• [INFORMATION GIVEN]
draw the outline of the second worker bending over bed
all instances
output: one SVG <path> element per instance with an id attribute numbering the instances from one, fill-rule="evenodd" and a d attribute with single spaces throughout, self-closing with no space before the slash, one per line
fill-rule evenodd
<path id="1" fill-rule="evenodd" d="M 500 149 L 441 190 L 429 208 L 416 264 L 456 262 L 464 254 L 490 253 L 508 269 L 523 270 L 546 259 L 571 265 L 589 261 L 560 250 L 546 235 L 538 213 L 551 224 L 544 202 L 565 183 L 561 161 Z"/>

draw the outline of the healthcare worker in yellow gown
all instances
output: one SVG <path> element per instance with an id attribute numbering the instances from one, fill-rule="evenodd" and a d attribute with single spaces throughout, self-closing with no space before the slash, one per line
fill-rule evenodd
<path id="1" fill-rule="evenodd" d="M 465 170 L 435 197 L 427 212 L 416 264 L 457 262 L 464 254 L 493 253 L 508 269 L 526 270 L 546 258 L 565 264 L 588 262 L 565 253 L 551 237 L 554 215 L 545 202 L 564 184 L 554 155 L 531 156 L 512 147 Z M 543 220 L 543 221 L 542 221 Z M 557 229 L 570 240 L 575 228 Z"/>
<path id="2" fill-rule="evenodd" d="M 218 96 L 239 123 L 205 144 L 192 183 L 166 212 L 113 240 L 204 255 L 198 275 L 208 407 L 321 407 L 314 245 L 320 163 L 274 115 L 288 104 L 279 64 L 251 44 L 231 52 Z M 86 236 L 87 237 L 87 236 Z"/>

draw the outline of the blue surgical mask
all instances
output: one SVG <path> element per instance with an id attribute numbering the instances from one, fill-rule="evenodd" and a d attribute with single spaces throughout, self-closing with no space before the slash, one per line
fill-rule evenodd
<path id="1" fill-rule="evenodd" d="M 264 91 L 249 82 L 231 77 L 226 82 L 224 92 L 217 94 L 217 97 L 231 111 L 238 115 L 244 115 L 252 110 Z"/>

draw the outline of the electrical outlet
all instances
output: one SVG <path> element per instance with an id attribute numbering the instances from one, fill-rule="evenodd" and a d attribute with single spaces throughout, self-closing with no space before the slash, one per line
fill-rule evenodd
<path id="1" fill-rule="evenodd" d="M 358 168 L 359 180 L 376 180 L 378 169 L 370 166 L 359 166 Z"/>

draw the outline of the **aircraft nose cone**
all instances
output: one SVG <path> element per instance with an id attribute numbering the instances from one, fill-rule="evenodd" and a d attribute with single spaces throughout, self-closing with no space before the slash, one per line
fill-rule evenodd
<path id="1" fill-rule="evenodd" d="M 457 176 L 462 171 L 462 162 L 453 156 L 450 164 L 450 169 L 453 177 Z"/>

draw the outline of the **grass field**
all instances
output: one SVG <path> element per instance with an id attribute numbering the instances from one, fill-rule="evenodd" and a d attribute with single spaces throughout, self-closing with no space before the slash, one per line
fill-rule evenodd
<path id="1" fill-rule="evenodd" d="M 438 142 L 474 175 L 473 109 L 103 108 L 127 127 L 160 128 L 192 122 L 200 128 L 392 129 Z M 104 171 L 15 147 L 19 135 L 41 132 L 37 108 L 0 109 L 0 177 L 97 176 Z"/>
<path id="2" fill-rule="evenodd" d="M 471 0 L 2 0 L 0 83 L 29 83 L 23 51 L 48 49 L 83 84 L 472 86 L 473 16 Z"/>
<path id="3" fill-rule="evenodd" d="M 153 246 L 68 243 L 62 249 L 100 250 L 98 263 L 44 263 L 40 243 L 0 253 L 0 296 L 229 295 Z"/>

• [WRITTEN PROBLEM]
Put every line of the items above into a single numbered list, leaving out the blank lines.

• [SOLUTION]
1. draw the outline of the second worker bending over bed
2. all instances
3. output: one SVG <path> element per instance with an id attribute numbering the instances from one, fill-rule="evenodd" and a d attribute with single spaces throughout, self-closing with no space before the slash, one per line
4. fill-rule evenodd
5. <path id="1" fill-rule="evenodd" d="M 500 149 L 441 190 L 429 208 L 416 264 L 456 262 L 464 254 L 490 253 L 508 269 L 523 270 L 546 259 L 571 265 L 589 261 L 560 250 L 546 235 L 538 213 L 551 224 L 544 202 L 565 183 L 561 161 Z"/>
6. draw the outline of the healthcare worker in yellow gown
7. all instances
8. output: one SVG <path> element per instance with an id attribute numbering the instances from one, fill-rule="evenodd" and a d attribute with single spaces throughout, self-closing with no space before the slash, one per line
9. fill-rule evenodd
10. <path id="1" fill-rule="evenodd" d="M 465 170 L 435 197 L 427 212 L 416 264 L 457 262 L 464 254 L 493 253 L 508 269 L 526 270 L 546 258 L 565 264 L 588 262 L 565 253 L 551 237 L 554 215 L 545 202 L 564 184 L 554 155 L 531 156 L 512 147 Z M 543 220 L 543 221 L 542 221 Z M 557 229 L 570 240 L 575 228 Z"/>
11. <path id="2" fill-rule="evenodd" d="M 218 96 L 239 123 L 205 144 L 192 183 L 166 212 L 113 240 L 204 255 L 198 275 L 208 407 L 321 407 L 314 245 L 320 163 L 274 115 L 288 104 L 279 64 L 251 44 L 231 52 Z M 86 236 L 87 237 L 87 236 Z"/>
12. draw the outline of the blue surgical mask
13. all instances
14. output: one SVG <path> element per instance with an id attribute numbering the instances from one, fill-rule="evenodd" and a d attribute with single spaces throughout, self-closing with no space before the slash, one per line
15. fill-rule evenodd
16. <path id="1" fill-rule="evenodd" d="M 264 91 L 249 82 L 231 77 L 226 82 L 224 92 L 217 94 L 217 97 L 231 111 L 238 115 L 244 115 L 252 110 Z"/>
17. draw the outline of the electrical outlet
18. all instances
19. output: one SVG <path> element per instance with an id attribute numbering the instances from one, fill-rule="evenodd" and a d attribute with single spaces throughout, self-closing with no space before the slash, one per line
20. fill-rule evenodd
21. <path id="1" fill-rule="evenodd" d="M 358 168 L 359 180 L 376 180 L 378 169 L 370 166 L 359 166 Z"/>
22. draw the outline of the **aircraft nose cone**
23. all instances
24. output: one SVG <path> element per instance with an id attribute numbering the instances from one, fill-rule="evenodd" and a d attribute with single spaces throughout, self-closing with no space before the slash, one per line
25. fill-rule evenodd
26. <path id="1" fill-rule="evenodd" d="M 457 176 L 462 171 L 462 162 L 453 156 L 450 164 L 450 169 L 453 177 Z"/>
27. draw the outline of the **grass field**
28. all instances
29. output: one SVG <path> element per instance with an id attribute numbering the instances from one, fill-rule="evenodd" and a d attribute with single spaces throughout, self-closing with no space before the slash, one per line
30. fill-rule evenodd
31. <path id="1" fill-rule="evenodd" d="M 438 142 L 474 175 L 473 109 L 103 108 L 127 127 L 160 128 L 192 122 L 200 128 L 392 129 Z M 104 171 L 15 147 L 19 135 L 41 132 L 37 108 L 0 109 L 0 177 L 97 176 Z"/>
32. <path id="2" fill-rule="evenodd" d="M 471 0 L 2 0 L 0 83 L 29 83 L 23 51 L 48 49 L 83 84 L 472 86 L 473 16 Z"/>
33. <path id="3" fill-rule="evenodd" d="M 153 246 L 68 243 L 62 249 L 100 250 L 98 263 L 44 263 L 40 243 L 0 253 L 0 296 L 229 295 Z"/>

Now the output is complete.